## Page excerpt
§
It's not just common conception but the truth; people don't go to heaven because their good,living morally accepted lives but rather believing and accepting the Sacrifice given by God throught Jesus Christ. If people could go to heaven just by being good and morally accepted according to Biblical standards, then Jesus Christ birth and death wasn't needed at all. Now this is just common sense,don't you think?

Please understand this- Every humanbeing is born as dirt within themselves,but as soon as they accept God's Sacrifice they become clean! It's like using washing powder to get stain out of fabrics.

Raymond
11th December 2007, 07:11 PM
I found that to be true as well. He is amazing.

Raymond

Sierra
12th December 2007, 02:03 AM
All that is well and good, but it assumes that there is in fact a god. If in fact your boyfriend turns out to be right (and it's highly probable that he will) then you lose nothing by marrying him. In fact, if he is right, then you will have him for the BEST PART of his eternity. The path he is on after he dies is of no consequence.

I've been at it 42 years, have seen not a shred of evidence of a diety, and have not suffered a minute for it. It sure would have gummed up my social life if I worried about where people were going to be "after".

If my companions wanted to go to church, fine. I've even gone with them on occasion. The music was nice, the doughnuts tasty and it got me out of bed earlier.

S

tx345
29th December 2007, 11:15 PM
Hi, I'm a little confused so hopefully someone can shed some light on my circumstance as you all appear to be worldly and experienced in this field.

Now I've been in a relationship with my partner for 5 years. We love one another, wished to spend our lives together. Recently he has returned to his Faith. His family are religious but he's never shown an interest whilst he has been with me. Suddenly he tells me, without any discussion what so ever that he wishes to terminate our relationship as he wants to pursue a relationship with someone who shares his faith.
Now I'm an open minded athiest. I respect everyone for their views, am completely tolerant. This I just do not understand. I understand the possible issues that may have arisen with children but I was always willing to compromise or come to an arrangement of some sort that would suit both of us.
He tells me he still loves me and as a person can see us living out a happy life together but he cannot let it be as I do not share his faith.

So I'm confused. Truly baffled. Two people who love each other as much as we do, and it just can't happen as he believes he needs someone to share his Faith with.

gembe38
11th August 2008, 08:22 PM
I have the same problem as the person above me although we were only together 8 months and he has always been strong in his faith. Ive said I would support him in any way I could, and I understand the problems that may occur.
He says he still loves me but he cant compromise, he has to make a full commitment to god.
He said he didnt want another christian girl, he wanted me to be his christian girl. And that just wont happen.
We are broken up atm but we both know we still love each other. Its really hurting. and I miss him terribly even when we are around hanging together as friends.
I know in my heart he wont change his mind.....
I just need to know why love can be abandoned so?
§
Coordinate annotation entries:
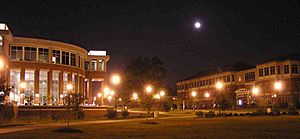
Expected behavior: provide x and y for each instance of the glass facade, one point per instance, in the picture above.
(55, 87)
(43, 87)
(56, 56)
(65, 58)
(29, 89)
(43, 55)
(30, 54)
(14, 81)
(16, 53)
(65, 80)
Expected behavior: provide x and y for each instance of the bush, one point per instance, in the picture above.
(125, 113)
(111, 114)
(210, 114)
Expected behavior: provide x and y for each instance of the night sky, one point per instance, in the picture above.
(232, 31)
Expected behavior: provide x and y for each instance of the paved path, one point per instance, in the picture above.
(53, 125)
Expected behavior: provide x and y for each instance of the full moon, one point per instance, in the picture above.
(197, 25)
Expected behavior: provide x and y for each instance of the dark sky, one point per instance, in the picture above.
(233, 30)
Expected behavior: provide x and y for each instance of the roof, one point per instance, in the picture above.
(233, 67)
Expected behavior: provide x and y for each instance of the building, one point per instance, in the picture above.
(41, 69)
(274, 82)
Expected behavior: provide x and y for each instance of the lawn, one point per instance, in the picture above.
(230, 127)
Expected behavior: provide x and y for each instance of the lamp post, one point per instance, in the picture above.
(219, 86)
(148, 90)
(116, 79)
(194, 94)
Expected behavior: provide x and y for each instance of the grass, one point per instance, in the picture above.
(230, 127)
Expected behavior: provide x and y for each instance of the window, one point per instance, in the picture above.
(294, 69)
(101, 65)
(261, 73)
(94, 64)
(250, 76)
(29, 80)
(79, 61)
(65, 58)
(286, 69)
(272, 70)
(30, 54)
(43, 55)
(43, 86)
(56, 56)
(73, 59)
(16, 53)
(55, 87)
(1, 41)
(228, 78)
(86, 65)
(266, 71)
§
## What you will do
a – Echo the forum thread's text between "Please understand this- Every" and "He is amazing.", inclusive.
b – Answer these questions from the forum thread:
(i) How long had tx345 been in the relationship with the partner?
(ii) How many years does Sierra say they have "been at it"?
(iii) How long were gembe38 and her boyfriend together?

## Solutions below
a –
Please understand this- Every humanbeing is born as dirt within themselves,but as soon as they accept God's Sacrifice they become clean! It's like using washing powder to get stain out of fabrics.

Raymond
11th December 2007, 07:11 PM
I found that to be true as well. He is amazing.

b –
(i) 5 years
(ii) 42 years
(iii) 8 months